EXTRACT TO READ
"""

A tattooed brunette in a ripped shirt climbed onstage. She writhed on the floor, smirking at the chic 6-foot-4 patron in the front row, then slapped her platform heels in his face like a whip.

“Woo hoo!” Mr. Charles hooted, tossing a cache of dollar bills onstage. He leaned over: “She looks like a movie star.”

Next up was a stern-looking Asian woman in a shimmering purple bikini. She lay on the stage and extended her right leg past her head, like something out of Cirque du Soleil. I noted out loud that she was a skilled contortionist.

“Exactly,” Mr. Charles said, then deadpanned: “And yet she still can’t manage a smile.” Points for talent, none for charisma: sashay away.

Watching this pageant of heterosexuality unfold next to the world’s pre-eminent drag queen was surreal, but it also made perfect sense. Mr. Charles is a world-class arbiter of the female form, and, like the pole dancers, he commands an audience with little more than attitude. And yet his presence seemed to destabilize his surroundings, with its raunchy exchange of butt shimmies and dollar bills. Was this all part of the “hoax”?

Driving home, Mr. Charles passed under palm trees and billboards, the kind he would gawk at as a kid visiting from San Diego. “I used to walk up and down Sunset looking at all the billboards: Diana Ross and Cher,” he said. “Back then, every act — big act — had a billboard on Sunset.”

As if on cue, he drove past a billboard for “RuPaul’s Drag Race.” There was the Monster, in vamping mode, posing alongside a panther. He rolled down the window and catcalled into the night sky: “Hey, girl!”

"""

LISTED ENTRIES

"""

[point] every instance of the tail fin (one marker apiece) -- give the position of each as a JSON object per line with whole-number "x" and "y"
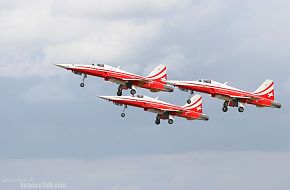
{"x": 159, "y": 73}
{"x": 266, "y": 90}
{"x": 195, "y": 105}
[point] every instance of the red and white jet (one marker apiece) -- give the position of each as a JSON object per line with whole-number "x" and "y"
{"x": 155, "y": 81}
{"x": 262, "y": 97}
{"x": 163, "y": 109}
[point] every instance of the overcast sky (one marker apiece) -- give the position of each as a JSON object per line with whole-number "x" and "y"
{"x": 48, "y": 123}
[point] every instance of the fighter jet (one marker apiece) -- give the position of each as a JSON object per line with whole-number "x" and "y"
{"x": 164, "y": 110}
{"x": 155, "y": 81}
{"x": 262, "y": 97}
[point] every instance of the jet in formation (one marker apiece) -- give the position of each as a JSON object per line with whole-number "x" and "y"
{"x": 155, "y": 81}
{"x": 233, "y": 97}
{"x": 164, "y": 110}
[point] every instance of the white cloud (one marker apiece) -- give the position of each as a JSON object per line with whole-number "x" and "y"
{"x": 48, "y": 91}
{"x": 198, "y": 170}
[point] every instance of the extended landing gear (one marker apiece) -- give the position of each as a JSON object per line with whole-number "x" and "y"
{"x": 83, "y": 81}
{"x": 233, "y": 104}
{"x": 157, "y": 121}
{"x": 241, "y": 109}
{"x": 119, "y": 93}
{"x": 123, "y": 113}
{"x": 225, "y": 109}
{"x": 133, "y": 92}
{"x": 164, "y": 116}
{"x": 190, "y": 96}
{"x": 120, "y": 88}
{"x": 225, "y": 106}
{"x": 170, "y": 121}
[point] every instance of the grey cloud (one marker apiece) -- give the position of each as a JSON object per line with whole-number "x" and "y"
{"x": 196, "y": 170}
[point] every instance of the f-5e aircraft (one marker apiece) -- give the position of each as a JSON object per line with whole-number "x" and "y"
{"x": 262, "y": 97}
{"x": 163, "y": 109}
{"x": 155, "y": 81}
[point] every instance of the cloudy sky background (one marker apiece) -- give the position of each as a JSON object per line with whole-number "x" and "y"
{"x": 54, "y": 131}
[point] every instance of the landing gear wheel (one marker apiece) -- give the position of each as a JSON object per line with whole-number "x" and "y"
{"x": 241, "y": 109}
{"x": 225, "y": 109}
{"x": 157, "y": 121}
{"x": 133, "y": 92}
{"x": 119, "y": 93}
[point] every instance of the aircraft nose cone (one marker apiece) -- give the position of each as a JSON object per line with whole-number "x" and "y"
{"x": 171, "y": 82}
{"x": 65, "y": 66}
{"x": 204, "y": 117}
{"x": 106, "y": 97}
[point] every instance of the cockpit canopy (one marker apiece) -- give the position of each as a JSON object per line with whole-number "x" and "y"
{"x": 205, "y": 80}
{"x": 101, "y": 65}
{"x": 140, "y": 96}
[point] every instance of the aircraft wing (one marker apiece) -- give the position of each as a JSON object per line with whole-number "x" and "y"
{"x": 170, "y": 110}
{"x": 243, "y": 97}
{"x": 141, "y": 80}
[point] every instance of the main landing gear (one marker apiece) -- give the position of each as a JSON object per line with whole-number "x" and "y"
{"x": 123, "y": 113}
{"x": 225, "y": 106}
{"x": 190, "y": 96}
{"x": 157, "y": 120}
{"x": 233, "y": 104}
{"x": 121, "y": 87}
{"x": 83, "y": 81}
{"x": 133, "y": 91}
{"x": 160, "y": 116}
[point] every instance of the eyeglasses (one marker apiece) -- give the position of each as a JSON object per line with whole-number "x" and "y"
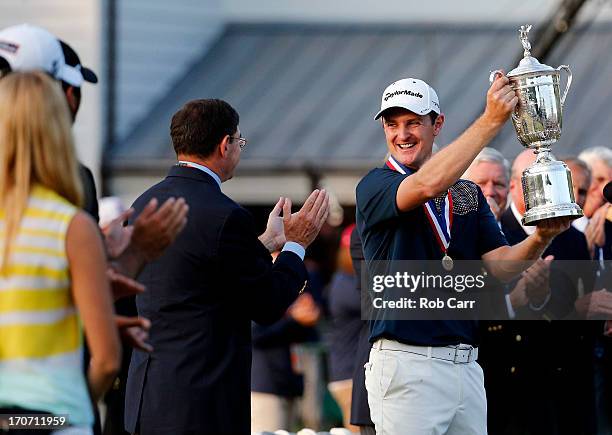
{"x": 241, "y": 141}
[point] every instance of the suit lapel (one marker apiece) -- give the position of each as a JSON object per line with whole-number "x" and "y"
{"x": 192, "y": 173}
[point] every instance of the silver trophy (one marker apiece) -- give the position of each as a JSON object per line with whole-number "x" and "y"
{"x": 537, "y": 119}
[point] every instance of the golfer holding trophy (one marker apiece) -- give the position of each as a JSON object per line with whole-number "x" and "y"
{"x": 537, "y": 119}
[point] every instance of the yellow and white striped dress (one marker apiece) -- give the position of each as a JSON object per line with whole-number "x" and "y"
{"x": 41, "y": 348}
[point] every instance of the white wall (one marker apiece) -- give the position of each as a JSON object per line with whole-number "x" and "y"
{"x": 403, "y": 11}
{"x": 158, "y": 40}
{"x": 78, "y": 22}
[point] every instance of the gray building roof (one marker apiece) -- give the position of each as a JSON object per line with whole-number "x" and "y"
{"x": 307, "y": 94}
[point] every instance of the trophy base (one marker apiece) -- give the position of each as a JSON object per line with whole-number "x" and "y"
{"x": 536, "y": 214}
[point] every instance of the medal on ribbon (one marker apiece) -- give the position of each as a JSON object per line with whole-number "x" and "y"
{"x": 441, "y": 223}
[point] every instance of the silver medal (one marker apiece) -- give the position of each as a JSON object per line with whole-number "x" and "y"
{"x": 447, "y": 263}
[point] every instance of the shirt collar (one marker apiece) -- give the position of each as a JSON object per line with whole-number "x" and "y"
{"x": 202, "y": 168}
{"x": 528, "y": 230}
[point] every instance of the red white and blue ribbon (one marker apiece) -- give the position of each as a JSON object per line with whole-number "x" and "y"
{"x": 442, "y": 222}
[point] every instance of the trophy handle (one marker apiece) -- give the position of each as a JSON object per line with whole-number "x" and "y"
{"x": 493, "y": 73}
{"x": 569, "y": 82}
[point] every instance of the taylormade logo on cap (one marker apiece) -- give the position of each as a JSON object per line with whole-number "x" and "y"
{"x": 30, "y": 48}
{"x": 411, "y": 94}
{"x": 403, "y": 92}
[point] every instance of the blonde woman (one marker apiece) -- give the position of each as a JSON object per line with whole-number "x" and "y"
{"x": 52, "y": 263}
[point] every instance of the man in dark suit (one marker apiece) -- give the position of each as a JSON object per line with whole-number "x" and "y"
{"x": 542, "y": 361}
{"x": 206, "y": 288}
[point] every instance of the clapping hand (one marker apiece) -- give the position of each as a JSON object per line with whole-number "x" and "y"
{"x": 304, "y": 226}
{"x": 595, "y": 305}
{"x": 548, "y": 229}
{"x": 274, "y": 236}
{"x": 155, "y": 228}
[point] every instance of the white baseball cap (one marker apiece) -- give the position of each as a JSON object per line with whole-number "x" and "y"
{"x": 410, "y": 94}
{"x": 30, "y": 48}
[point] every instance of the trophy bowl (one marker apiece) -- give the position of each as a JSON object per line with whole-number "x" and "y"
{"x": 538, "y": 119}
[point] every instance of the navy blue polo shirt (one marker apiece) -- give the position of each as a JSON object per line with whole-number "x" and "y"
{"x": 389, "y": 234}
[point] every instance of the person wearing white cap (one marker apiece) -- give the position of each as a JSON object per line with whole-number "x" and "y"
{"x": 422, "y": 376}
{"x": 26, "y": 47}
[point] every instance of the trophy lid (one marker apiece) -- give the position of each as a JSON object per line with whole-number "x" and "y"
{"x": 528, "y": 64}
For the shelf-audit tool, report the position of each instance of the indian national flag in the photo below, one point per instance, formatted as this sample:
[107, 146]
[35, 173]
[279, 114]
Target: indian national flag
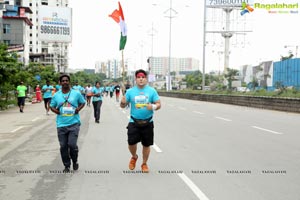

"""

OBJECTIVE A
Rewrite the article's paragraph beginning "Watching this pageant of heterosexuality" as a shorter paragraph that keeps its main facts.
OBJECTIVE B
Give the article's passage starting with "A tattooed brunette" and going on through "charisma: sashay away." again, replacing "Mr. Charles" with "the queen".

EXERCISE SOLUTION A
Watching the strip club show beside the world's leading drag queen felt surreal but fitting. Mr. Charles is an expert judge of the female form and, like the pole dancers, holds an audience mostly through attitude. Still, his presence seemed to unsettle the raunchy trade of butt shimmies and dollar bills, raising the question of whether it was all part of the "hoax."

EXERCISE SOLUTION B
A tattooed brunette in a ripped shirt climbed onstage. She writhed on the floor, smirking at the chic 6-foot-4 patron in the front row, then slapped her platform heels in his face like a whip.

“Woo hoo!” the queen hooted, tossing a cache of dollar bills onstage. He leaned over: “She looks like a movie star.”

Next up was a stern-looking Asian woman in a shimmering purple bikini. She lay on the stage and extended her right leg past her head, like something out of Cirque du Soleil. I noted out loud that she was a skilled contortionist.

“Exactly,” the queen said, then deadpanned: “And yet she still can’t manage a smile.” Points for talent, none for charisma: sashay away.